(Outline annotation records)

%%

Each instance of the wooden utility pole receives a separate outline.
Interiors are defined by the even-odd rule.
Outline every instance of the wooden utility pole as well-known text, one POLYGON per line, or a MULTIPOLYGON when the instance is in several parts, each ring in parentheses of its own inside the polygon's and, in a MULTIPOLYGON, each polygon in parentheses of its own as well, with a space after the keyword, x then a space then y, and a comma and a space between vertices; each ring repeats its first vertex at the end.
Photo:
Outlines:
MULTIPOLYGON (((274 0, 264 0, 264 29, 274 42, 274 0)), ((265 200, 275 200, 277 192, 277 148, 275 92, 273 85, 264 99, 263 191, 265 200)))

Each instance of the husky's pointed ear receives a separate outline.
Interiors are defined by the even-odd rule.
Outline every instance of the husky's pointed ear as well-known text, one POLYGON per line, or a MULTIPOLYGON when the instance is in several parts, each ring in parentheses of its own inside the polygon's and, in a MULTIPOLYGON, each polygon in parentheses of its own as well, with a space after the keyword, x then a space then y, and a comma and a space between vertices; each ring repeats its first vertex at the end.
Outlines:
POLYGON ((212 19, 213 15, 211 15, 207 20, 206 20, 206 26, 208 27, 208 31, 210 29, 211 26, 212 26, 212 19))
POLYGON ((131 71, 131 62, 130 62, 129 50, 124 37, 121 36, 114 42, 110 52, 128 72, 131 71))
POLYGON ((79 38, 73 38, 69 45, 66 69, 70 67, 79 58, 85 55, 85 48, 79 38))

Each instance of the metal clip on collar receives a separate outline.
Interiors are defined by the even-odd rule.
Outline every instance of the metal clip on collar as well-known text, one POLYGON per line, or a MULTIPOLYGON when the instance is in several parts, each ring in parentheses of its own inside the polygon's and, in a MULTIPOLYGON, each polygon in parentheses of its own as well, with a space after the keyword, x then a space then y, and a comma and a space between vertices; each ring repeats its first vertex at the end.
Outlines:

%%

● **What this task involves**
Convert the rows above into a JSON list of strings with one string for each line, omitting the blank lines.

● **Answer to the task**
[
  "Each instance of the wooden utility pole receives a separate outline.",
  "Interiors are defined by the even-odd rule.",
  "Outline every instance of the wooden utility pole as well-known text, one POLYGON per line, or a MULTIPOLYGON when the instance is in several parts, each ring in parentheses of its own inside the polygon's and, in a MULTIPOLYGON, each polygon in parentheses of its own as well, with a space after the keyword, x then a space then y, and a comma and a space between vertices; each ring repeats its first vertex at the end.",
  "Photo:",
  "Outlines:",
  "MULTIPOLYGON (((274 0, 264 0, 264 29, 274 42, 274 0)), ((265 200, 275 200, 277 192, 277 148, 275 92, 273 85, 264 99, 263 191, 265 200)))",
  "Each instance of the husky's pointed ear receives a separate outline.",
  "Interiors are defined by the even-odd rule.",
  "Outline every instance of the husky's pointed ear as well-known text, one POLYGON per line, or a MULTIPOLYGON when the instance is in several parts, each ring in parentheses of its own inside the polygon's and, in a MULTIPOLYGON, each polygon in parentheses of its own as well, with a space after the keyword, x then a space then y, and a comma and a space between vertices; each ring repeats its first vertex at the end.",
  "Outlines:",
  "POLYGON ((212 19, 213 15, 211 15, 207 20, 206 20, 206 26, 208 27, 208 31, 210 29, 211 26, 212 26, 212 19))",
  "POLYGON ((131 71, 131 62, 130 62, 129 50, 124 37, 121 36, 114 42, 110 52, 128 72, 131 71))",
  "POLYGON ((79 38, 73 38, 69 45, 66 69, 70 67, 79 58, 85 55, 85 48, 79 38))",
  "Each instance of the metal clip on collar receives a separate outline.",
  "Interiors are defined by the even-odd rule.",
  "Outline every instance of the metal clip on collar as well-known text, one POLYGON per line, or a MULTIPOLYGON when the instance is in several parts, each ring in parentheses of its own inside the polygon's and, in a MULTIPOLYGON, each polygon in parentheses of its own as well, with a space after the keyword, x then a space then y, and a comma and a space between vertices; each ring repeats its first vertex at the end.",
  "Outlines:"
]